- Problem set:
- a) In the passage on minimal genomes, how many genes does Hodgkinia cicadicola have?
- b) Rewrite everything in the passage on minimal genomes from "As simple as" down to "minimal or otherwise.", changing "humbling" to "striking".

Start of Page extract

Interestingly, development of such extreme metabolic dependence without loss of genetic independence may have already occurred in the reductive evolution of the intracellullar bacterial endosymbionts of insects . These recently-sequenced symbiont genomes include the smallest non-organellar, non-viral genomes, Carsonella ruddii (160 kbp; 213 genes ) and Hodgkinia cicadicola (144 kbp; 188 genes ). In contrast to mitochondrial and chloroplast evolution, there is no evidence so far of gene transfer from bacterial symbiont to host . Almost all of the core replicative functions have been predicted computationally to reside in the symbiont genome, although notable exceptions are several essential tRNAs and aminoacyl-tRNA synthetases [27,30]. Ultimate proof of genetic independence can only come from development of a defined in vitro system for replication of either a bacterial symbiont or a derivative engineered to encode any missing essential genes. Such experimental verification would constitute our third envisioned top-down route to a minimal genome.
As simple as these minimal cells may seem, it is worth noting that “there is no such thing as a simple bacterium” . Mycoplasma pneumonia (only 816 kbp and 733 predicted genes) was recently found to have an unanticipated complexity that is humbling. Many genes have multiple modes of transcription and complicated regulation , the proteome has a similar organization to more complex organisms , and even metabolic enzymes perform multiple functions . Furthermore, there is no rapid or systematic method for determining the functions of the large numbers of genes of unknown function in any organism, minimal or otherwise.

End of Page extract
Start of The data

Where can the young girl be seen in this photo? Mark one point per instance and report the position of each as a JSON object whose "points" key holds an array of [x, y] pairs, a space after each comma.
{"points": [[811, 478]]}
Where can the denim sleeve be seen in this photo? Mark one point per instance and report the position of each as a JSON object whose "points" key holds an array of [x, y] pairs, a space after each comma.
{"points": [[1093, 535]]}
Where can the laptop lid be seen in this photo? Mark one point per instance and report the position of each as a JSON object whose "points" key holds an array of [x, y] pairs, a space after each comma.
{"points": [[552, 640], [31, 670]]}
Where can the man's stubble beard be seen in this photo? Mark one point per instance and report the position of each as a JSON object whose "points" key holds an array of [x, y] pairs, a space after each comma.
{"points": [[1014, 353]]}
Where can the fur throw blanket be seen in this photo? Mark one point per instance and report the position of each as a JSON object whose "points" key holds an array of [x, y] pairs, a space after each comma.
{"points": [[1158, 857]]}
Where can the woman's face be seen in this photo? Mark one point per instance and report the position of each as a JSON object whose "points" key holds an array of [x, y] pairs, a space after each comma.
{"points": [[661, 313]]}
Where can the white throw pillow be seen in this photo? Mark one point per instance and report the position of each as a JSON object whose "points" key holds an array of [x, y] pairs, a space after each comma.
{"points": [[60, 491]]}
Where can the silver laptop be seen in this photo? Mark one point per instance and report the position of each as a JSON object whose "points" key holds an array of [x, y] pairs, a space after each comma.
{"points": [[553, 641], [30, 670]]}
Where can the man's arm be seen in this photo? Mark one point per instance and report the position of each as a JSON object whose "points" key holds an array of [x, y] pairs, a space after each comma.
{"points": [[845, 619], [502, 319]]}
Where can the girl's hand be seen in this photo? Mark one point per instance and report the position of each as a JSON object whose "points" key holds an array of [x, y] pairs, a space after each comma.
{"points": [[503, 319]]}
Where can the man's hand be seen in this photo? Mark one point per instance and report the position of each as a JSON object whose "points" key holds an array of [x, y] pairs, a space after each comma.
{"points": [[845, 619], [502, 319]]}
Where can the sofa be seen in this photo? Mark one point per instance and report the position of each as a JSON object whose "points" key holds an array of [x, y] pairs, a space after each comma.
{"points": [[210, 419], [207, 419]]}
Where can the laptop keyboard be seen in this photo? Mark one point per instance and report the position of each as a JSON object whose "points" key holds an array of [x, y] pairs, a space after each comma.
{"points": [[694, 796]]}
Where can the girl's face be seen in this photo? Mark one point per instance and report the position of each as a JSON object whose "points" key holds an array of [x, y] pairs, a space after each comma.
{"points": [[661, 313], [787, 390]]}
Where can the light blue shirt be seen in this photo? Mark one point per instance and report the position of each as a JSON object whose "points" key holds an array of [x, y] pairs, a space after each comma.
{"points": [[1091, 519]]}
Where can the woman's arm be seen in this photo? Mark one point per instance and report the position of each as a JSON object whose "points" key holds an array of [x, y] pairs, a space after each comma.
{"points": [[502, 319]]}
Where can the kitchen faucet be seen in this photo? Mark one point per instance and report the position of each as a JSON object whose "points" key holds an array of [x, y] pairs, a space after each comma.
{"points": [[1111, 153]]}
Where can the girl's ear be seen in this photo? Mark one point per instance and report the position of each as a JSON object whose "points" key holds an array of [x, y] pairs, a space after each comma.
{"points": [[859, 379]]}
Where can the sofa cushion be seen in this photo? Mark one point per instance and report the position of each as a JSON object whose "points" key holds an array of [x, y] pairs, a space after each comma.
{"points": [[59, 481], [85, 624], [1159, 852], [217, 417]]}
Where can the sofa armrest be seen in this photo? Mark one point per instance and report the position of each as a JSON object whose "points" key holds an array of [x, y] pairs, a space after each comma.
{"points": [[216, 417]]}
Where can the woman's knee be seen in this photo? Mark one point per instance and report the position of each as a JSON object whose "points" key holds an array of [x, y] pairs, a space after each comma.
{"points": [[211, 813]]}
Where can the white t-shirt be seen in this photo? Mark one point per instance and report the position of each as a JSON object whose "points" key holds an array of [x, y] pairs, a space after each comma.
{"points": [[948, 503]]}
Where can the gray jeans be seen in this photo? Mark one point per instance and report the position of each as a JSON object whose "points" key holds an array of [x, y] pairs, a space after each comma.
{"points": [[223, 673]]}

End of The data

- Per-task outputs:
- a) 188 genes

- b)
As simple as these minimal cells may seem, it is worth noting that “there is no such thing as a simple bacterium” . Mycoplasma pneumonia (only 816 kbp and 733 predicted genes) was recently found to have an unanticipated complexity that is striking. Many genes have multiple modes of transcription and complicated regulation , the proteome has a similar organization to more complex organisms , and even metabolic enzymes perform multiple functions . Furthermore, there is no rapid or systematic method for determining the functions of the large numbers of genes of unknown function in any organism, minimal or otherwise.